(Saved entries)

——————

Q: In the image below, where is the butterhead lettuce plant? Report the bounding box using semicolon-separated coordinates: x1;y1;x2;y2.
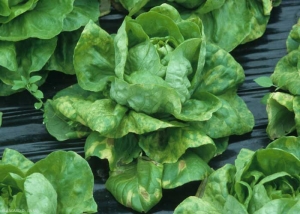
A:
44;4;254;212
174;136;300;214
110;0;281;51
0;0;99;99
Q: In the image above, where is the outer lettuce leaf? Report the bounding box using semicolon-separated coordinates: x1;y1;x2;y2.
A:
271;50;300;95
175;137;300;214
106;158;163;212
194;91;254;138
27;151;97;213
85;132;142;171
0;0;74;41
1;149;34;174
116;0;281;51
286;19;300;52
0;37;56;96
139;128;216;163
74;22;114;91
267;92;296;140
195;43;245;95
0;149;97;214
24;173;57;214
266;21;300;140
63;0;100;31
43;29;82;74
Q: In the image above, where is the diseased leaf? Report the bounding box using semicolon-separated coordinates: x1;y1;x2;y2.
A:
43;100;91;141
110;73;181;114
63;0;100;31
286;19;300;53
267;92;296;140
84;132;141;171
74;21;115;91
105;158;163;212
1;148;34;174
195;91;254;138
254;76;273;87
195;43;245;95
27;151;97;214
162;150;212;189
0;0;74;41
139;127;216;163
24;173;58;214
271;50;300;95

——————

__Aim of the task__.
Resize the data from the line with "Q: In the image above, where is the outer" to the line with "43;29;82;74", both included. Reproduce every one of those lines, requests too, but multiply each bounding-box coordinate in the answers by 0.25 and round to the nearest whole number, with halves rounded up.

__Expected output__.
Q: In the image above, where is the outer lettuce leaf? Report the bounding box using semicolon-separated coordinates: x1;y1;x2;y2.
A:
68;13;75;24
44;34;75;54
27;40;41;53
49;23;64;35
7;38;24;53
21;33;36;43
0;0;19;10
0;37;9;44
29;0;70;13
72;5;75;13
0;9;14;24
35;32;54;41
19;6;29;23
67;23;74;35
49;11;61;24
0;37;24;54
6;43;14;54
67;5;75;35
16;0;25;8
11;7;21;19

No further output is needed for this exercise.